Passage to read:
· · · · · · ·
Optimization¶
Purged CV¶
- Added support for walk-forward cross-validation (CV) with purging, as well as combinatorial CV with purging and embargoing, based on Marcos Lopez de Prado's Advances in Financial Machine Learning.
Create and plot a combinatorial splitter with purging and embargoing
>>> splitter = vbt.Splitter.from_purged_kfold(
... vbt.date_range("2024", "2025"),
... n_folds=10,
... n_test_folds=2,
... purge_td="3 days",
... embargo_td="3 days"
... )
>>> splitter.plots().show()
Paramables¶
- Each analyzable VBT object (such as data, indicator, or portfolio) can now be split into items, which are multiple objects of the same type, each containing only one column or group. This makes it possible to use VBT objects as standalone parameters and process only a subset of information at a time, such as a symbol in a data instance or a parameter combination in an indicator.
Combine outputs of a SMA indicator combinatorially
>>> @vbt.parameterized(merge_func="column_stack")
... def get_signals(fast_sma, slow_sma): # (1)!
... entries = fast_sma.crossed_above(slow_sma)
... exits = fast_sma.crossed_below(slow_sma)
... return entries, exits
>>> data = vbt.YFData.pull(["BTC-USD", "ETH-USD"])
>>> sma = data.run("talib:sma", timeperiod=range(20, 50, 2)) # (2)!
>>> fast_sma = sma.rename_levels({"sma_timeperiod": "fast"}) # (3)!
>>> slow_sma = sma.rename_levels({"sma_timeperiod": "slow"})
>>> entries, exits = get_signals(
... vbt.Param(fast_sma, condition="__fast__ < __slow__"), # (4)!
... vbt.Param(slow_sma)
... )
>>> entries.columns
MultiIndex([(20, 22, 'BTC-USD'),
(20, 22, 'ETH-USD'),
(20, 24, 'BTC-USD'),
(20, 24, 'ETH-USD'),
(20, 26, 'BTC-USD'),
(20, 26, 'ETH-USD'),
...
(44, 46, 'BTC-USD'),
(44, 46, 'ETH-USD'),
(44, 48, 'BTC-USD'),
(44, 48, 'ETH-USD'),
(46, 48, 'BTC-USD'),
(46, 48, 'ETH-USD')],
names=['fast', 'slow', 'symbol'], length=210)
- Regular function that takes two indicators and returns signals.
- Run an SMA indicator once on all time periods.
- Copy the indicator and rename the parameter level to get a distinct indicator instance.
- Pass both indicator instances as parameters. This splits each instance into smaller instances with only one column. Also, remove all columns where the fast window is greater than or equal to the slow window.
Lazy parameter grids¶
- The parameterized decorator no longer needs to materialize parameter grids if you are only interested in a subset of all parameter combinations. This change enables the generation of random parameter combinations almost instantly, no matter how large the total number of possible combinations is.
Test a random subset of a huge number of parameter combinations
>>> @vbt.parameterized(merge_func="concat")
· · · · · · ·
To be done:
[1] Answer these questions from the optimization notes:
(a) In the purged splitter example, what values are passed for n_folds and n_test_folds?
(b) What length is reported for the MultiIndex of entries.columns?
(c) What does the parameterized decorator no longer need to materialize?
[2] Resume the optimization notes from the point where they stop.
None of the rows here are needed.

Collection entries:
· · · · · · ·
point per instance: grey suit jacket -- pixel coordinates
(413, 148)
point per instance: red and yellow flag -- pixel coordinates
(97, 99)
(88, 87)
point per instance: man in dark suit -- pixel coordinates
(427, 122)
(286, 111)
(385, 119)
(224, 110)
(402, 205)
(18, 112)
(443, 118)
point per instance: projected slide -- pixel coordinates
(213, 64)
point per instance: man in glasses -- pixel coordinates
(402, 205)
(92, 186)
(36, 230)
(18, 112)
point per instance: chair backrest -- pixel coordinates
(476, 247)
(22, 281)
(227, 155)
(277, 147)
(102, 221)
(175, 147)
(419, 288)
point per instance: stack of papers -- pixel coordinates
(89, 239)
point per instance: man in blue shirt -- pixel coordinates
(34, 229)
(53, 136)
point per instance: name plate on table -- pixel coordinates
· · · · · · ·
Written responses:
[1]
(a) n_folds is 10 and n_test_folds is 2.
(b) 210.
(c) Parameter grids, when you are only interested in a subset of all parameter combinations.

[2]
... def test_combination(data, n, sl_stop, tsl_stop, tp_stop):
... return data.run(
... "from_random_signals",
... n=n,
... sl_stop=sl_stop,
... tsl_stop=tsl_stop,
... tp_stop=tp_stop,
... ).total_return
>>> n = np.arange(10, 100)
>>> sl_stop = np.arange(1, 1000) / 1000
>>> tsl_stop = np.arange(1, 1000) / 1000
>>> tp_stop = np.arange(1, 1000) / 1000
>>> len(n) * len(sl_stop) * len(tsl_stop) * len(tp_stop)
89730269910
>>> test_combination(
... vbt.YFData.pull("BTC-USD"),
... n=vbt.Param(n),
... sl_stop=vbt.Param(sl_stop),
... tsl_stop=vbt.Param(tsl_stop),
... tp_stop=vbt.Param(tp_stop),
... _random_subset=10
... )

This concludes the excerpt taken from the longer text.